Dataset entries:
* begin *
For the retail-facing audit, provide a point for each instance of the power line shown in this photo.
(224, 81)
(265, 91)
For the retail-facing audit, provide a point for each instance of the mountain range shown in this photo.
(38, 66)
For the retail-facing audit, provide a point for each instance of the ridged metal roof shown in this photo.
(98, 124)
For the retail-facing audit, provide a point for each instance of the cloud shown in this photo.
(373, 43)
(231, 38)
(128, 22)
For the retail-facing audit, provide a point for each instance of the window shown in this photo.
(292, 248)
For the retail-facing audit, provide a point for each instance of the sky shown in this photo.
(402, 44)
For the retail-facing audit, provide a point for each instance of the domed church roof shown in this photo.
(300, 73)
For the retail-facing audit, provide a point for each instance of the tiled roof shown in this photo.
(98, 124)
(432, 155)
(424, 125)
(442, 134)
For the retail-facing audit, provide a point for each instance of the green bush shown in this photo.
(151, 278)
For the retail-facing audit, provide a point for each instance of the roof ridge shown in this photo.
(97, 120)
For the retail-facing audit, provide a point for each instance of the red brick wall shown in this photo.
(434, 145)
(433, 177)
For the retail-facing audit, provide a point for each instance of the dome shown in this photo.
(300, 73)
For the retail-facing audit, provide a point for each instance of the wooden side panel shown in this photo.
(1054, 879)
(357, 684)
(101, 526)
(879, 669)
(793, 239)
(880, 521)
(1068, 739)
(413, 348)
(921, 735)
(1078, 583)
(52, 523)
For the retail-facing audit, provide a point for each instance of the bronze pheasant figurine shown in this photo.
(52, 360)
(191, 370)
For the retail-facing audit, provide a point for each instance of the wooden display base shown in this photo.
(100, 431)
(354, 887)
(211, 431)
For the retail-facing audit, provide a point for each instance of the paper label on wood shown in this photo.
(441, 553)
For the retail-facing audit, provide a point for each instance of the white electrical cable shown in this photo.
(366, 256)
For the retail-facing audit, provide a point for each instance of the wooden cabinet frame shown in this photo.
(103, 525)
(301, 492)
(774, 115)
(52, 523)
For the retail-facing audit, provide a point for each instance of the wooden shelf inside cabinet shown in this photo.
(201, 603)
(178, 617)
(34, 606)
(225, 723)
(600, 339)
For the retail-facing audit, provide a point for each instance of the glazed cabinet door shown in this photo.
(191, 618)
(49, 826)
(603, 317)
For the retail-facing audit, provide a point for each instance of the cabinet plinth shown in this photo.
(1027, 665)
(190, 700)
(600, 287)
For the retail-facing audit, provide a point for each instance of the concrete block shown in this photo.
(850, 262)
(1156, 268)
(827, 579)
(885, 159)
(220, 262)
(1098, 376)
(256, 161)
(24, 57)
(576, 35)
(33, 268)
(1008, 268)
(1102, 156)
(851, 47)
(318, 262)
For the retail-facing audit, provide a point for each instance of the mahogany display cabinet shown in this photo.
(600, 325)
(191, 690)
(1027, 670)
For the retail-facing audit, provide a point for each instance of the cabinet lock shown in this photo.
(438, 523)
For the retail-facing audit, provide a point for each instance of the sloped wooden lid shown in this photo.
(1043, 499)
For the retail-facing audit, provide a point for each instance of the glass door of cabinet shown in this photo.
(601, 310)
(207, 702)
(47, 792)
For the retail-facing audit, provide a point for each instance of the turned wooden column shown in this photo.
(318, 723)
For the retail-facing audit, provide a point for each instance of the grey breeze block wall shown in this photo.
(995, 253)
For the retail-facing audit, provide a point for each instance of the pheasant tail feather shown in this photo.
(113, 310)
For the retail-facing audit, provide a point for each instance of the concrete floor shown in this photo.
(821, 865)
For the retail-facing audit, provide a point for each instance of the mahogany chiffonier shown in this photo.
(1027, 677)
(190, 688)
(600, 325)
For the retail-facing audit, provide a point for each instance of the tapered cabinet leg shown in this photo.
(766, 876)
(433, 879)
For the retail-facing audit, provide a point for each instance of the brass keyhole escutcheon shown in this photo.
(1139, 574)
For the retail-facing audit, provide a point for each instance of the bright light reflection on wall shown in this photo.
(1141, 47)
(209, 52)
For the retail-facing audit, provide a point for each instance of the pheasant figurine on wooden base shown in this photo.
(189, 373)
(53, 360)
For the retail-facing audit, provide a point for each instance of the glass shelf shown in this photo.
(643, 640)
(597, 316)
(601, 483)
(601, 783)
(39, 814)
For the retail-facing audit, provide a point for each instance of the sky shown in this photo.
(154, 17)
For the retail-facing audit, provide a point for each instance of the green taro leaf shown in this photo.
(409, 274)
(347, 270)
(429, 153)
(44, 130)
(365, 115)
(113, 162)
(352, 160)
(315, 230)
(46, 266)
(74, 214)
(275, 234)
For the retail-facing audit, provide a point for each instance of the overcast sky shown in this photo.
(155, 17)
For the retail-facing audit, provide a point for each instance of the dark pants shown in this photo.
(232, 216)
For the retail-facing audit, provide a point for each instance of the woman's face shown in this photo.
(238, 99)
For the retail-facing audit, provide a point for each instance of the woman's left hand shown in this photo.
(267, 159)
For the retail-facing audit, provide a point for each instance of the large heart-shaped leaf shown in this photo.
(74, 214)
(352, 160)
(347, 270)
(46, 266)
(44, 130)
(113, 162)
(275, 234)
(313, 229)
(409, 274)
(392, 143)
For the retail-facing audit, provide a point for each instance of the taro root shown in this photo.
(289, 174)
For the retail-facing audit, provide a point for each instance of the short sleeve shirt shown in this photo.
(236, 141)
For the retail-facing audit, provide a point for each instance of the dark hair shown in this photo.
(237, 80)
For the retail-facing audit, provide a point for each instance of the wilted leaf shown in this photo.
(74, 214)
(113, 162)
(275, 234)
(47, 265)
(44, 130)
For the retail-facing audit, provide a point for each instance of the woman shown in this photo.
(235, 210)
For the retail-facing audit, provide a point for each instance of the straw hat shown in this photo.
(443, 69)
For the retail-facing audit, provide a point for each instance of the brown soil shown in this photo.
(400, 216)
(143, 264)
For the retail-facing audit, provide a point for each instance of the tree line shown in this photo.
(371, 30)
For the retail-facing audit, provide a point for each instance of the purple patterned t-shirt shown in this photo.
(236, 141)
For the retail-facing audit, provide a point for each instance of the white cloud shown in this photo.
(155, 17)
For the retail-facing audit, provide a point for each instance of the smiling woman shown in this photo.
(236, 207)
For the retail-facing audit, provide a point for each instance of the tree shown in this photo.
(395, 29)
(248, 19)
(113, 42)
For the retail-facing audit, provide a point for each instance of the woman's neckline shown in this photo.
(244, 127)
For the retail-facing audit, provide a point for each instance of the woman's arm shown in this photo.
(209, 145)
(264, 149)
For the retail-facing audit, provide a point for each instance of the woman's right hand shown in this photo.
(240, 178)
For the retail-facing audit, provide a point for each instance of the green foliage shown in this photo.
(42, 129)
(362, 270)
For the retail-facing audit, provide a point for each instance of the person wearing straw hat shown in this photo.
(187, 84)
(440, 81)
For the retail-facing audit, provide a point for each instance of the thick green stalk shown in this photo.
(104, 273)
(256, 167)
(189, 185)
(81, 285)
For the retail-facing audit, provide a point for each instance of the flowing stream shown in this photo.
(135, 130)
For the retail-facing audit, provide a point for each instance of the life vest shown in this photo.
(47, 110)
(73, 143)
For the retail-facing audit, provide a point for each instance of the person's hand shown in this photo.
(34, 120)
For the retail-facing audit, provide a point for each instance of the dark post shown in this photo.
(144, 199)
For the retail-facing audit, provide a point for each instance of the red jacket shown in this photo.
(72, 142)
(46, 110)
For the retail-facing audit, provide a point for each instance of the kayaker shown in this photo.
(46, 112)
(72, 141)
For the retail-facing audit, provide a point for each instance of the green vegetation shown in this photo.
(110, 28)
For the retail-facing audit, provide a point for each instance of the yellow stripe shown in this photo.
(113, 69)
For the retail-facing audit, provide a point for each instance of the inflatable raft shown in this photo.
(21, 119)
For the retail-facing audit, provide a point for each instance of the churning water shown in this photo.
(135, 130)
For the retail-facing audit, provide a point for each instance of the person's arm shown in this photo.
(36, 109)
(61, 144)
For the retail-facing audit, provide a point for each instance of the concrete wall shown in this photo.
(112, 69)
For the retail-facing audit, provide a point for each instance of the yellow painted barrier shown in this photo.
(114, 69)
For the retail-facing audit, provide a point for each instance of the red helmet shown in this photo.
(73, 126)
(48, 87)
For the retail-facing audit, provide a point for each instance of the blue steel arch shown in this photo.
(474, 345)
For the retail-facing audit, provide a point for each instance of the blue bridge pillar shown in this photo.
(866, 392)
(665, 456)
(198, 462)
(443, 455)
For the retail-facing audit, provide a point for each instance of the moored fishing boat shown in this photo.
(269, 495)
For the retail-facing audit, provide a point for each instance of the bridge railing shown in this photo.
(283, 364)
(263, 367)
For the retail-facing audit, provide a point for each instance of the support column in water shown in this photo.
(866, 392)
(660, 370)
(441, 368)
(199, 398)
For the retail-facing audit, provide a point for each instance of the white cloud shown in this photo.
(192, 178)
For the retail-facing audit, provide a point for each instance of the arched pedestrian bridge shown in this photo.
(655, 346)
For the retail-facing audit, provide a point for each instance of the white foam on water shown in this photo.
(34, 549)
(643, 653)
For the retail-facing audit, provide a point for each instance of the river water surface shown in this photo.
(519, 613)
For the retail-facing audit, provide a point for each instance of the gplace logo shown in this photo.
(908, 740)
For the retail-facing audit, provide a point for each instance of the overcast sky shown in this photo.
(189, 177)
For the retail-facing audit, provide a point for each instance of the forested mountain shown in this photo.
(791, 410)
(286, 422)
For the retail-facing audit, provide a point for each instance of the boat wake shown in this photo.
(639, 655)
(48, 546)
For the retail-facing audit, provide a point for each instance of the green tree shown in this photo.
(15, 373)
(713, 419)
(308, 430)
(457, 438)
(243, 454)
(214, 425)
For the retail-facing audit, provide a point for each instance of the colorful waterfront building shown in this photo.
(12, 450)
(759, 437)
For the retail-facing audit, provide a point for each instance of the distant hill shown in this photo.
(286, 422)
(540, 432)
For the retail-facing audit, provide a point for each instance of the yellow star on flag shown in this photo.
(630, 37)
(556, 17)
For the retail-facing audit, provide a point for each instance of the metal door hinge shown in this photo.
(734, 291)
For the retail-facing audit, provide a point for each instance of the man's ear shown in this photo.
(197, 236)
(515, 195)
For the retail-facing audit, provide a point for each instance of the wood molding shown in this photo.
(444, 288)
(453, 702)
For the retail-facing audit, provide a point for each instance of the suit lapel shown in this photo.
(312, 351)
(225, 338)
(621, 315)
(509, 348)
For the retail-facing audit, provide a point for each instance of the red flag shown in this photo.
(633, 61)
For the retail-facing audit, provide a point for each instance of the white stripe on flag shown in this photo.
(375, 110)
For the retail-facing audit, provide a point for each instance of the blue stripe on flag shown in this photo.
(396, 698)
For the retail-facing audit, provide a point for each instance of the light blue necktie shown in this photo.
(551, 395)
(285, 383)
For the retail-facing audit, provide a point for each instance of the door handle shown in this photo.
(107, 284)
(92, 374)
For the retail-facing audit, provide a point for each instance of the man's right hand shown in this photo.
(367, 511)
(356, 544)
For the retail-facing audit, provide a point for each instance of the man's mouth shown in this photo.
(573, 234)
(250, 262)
* end *
YOUR GOAL
Copy out the lines verbatim, beginning at the line that contains "blue stripe on flag shown in this photo." and continuing through the last line of the items.

TASK OUTPUT
For the retail-facing audit, provide a point for each instance of the blue stripe on flag shown in this photo.
(396, 698)
For the retail-facing audit, provide a point for each instance of the light blue necktie shown in this photo.
(551, 395)
(285, 383)
For the retail-facing audit, provide a point for each instance of the door handle shown in this photo.
(107, 284)
(92, 374)
For the retail-facing audit, provide a point for each instance of the man's right hand shown in this photo.
(367, 511)
(356, 544)
For the retail-facing audit, provide a point for each instance of the man's mouth shown in this photo.
(573, 234)
(250, 262)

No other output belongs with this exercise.